** DÉFI 1 **
D'après l'extrait choisi, à partir de quoi le mensonge consiste-t-il à décrire la production ?
** DÉFI 2 **
Recopiez le passage de l'extrait choisi situé entre « Ainsi donc, pour » et « 1998 ; p.123) », ces deux passages compris.

** EXTRAIT CHOISI **
III Le mensonge institué

L’acceptation sociale de l’injustice est fondé, selon Déjours, sur une mensonge institué qui opère par plusieurs stratégies. Ce mensonge caractérise le dispositif qui protège la conscience de sa complicité avec le système.

Certains désordres produisent un âbime entre la communication idéale et la communication, dans la vie commune, mais selon Déjours, la rationalité communicationnelle, telle que la formule Habermas, reste un organisateur idéal pour la discussion. Entre ces désordres, on recontre ce qu’il appelle la mensonge institué. « Le mensonge consiste à produire des pratiques discursives qui vont occuper l’espace laissé vacant par le silence des travailleurs sur le réel et l’effacement des retours d’expérience. Le mensonge consiste à décrire la production (fabrication ou service) à partir des résultats et non à partir des activités dont ils sont issus » (DÉJOURS, 1998 ; p.87). La mensonge consiste à un changement de perspective.


IV. Une stratégie collective de défense : la virilité

Ainsi donc, pour ne pas courir le risque de ne plus être reconnus par les autres hommes comme des hommes, pour ne pas perdre les benéfices de l’appartenance à la communauté des hommes virils, pour ne pas risquer de se trouver exclus et méprisés sexuellement ni tenus pour lâches, poltrons ou couards – non seulement pas les hommes mais aussi par les femmes – des hommes, en très grand nombre, acceptent d’apporter leur concours au « sale boulot » et de devenir ainsi des « collaborateurs » de la souffrance et de l’injustice infligées à autrui. (DÉJOOURS, 1998 ; p.123)
	
	Ne pas perdre sa virilité – c’est la motivation principal que Déjours rencontre chez ses clients. Déjours fait une distinction entre ne pas perdre sa virilité et combattre pour elle. « Ne pas perdre sa virilité » est une stratégie de lutte ou de défense contre la souffrance, avec le risque de pert de l’identité sexuelle. « Nous sommes encore loin du plaisir, de la fierté et de l’orgueil de l’homme courageux, de celui qui jouit du triomphe » (DÉJOURS, 1998, p.123)

** EXTRAITS DE DONNÉES **

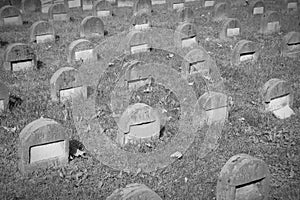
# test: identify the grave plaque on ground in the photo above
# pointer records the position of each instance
(42, 32)
(277, 98)
(81, 50)
(290, 45)
(10, 15)
(244, 177)
(231, 28)
(18, 57)
(42, 143)
(102, 8)
(65, 85)
(91, 26)
(244, 51)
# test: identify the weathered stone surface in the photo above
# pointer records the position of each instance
(243, 177)
(42, 143)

** CORRIGÉ 1 **
À partir des résultats et non à partir des activités dont ils sont issus.

** CORRIGÉ 2 **
Ainsi donc, pour ne pas courir le risque de ne plus être reconnus par les autres hommes comme des hommes, pour ne pas perdre les benéfices de l’appartenance à la communauté des hommes virils, pour ne pas risquer de se trouver exclus et méprisés sexuellement ni tenus pour lâches, poltrons ou couards – non seulement pas les hommes mais aussi par les femmes – des hommes, en très grand nombre, acceptent d’apporter leur concours au « sale boulot » et de devenir ainsi des « collaborateurs » de la souffrance et de l’injustice infligées à autrui. (DÉJOOURS, 1998 ; p.123)